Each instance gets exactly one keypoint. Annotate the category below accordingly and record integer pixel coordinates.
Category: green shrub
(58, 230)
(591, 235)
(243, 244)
============================================================
Convertissez toutes les lignes des items ci-dessus en tableau Markdown à deux colonnes, « N° » pour le numéro de ligne et « Texte » pour la ligne, sans les lignes vides.

| N° | Texte |
|---|---|
| 1 | Each instance gets exactly one keypoint. Annotate the category below accordingly and record integer pixel coordinates. |
| 2 | Category: green shrub |
| 3 | (58, 230) |
| 4 | (591, 235) |
| 5 | (243, 244) |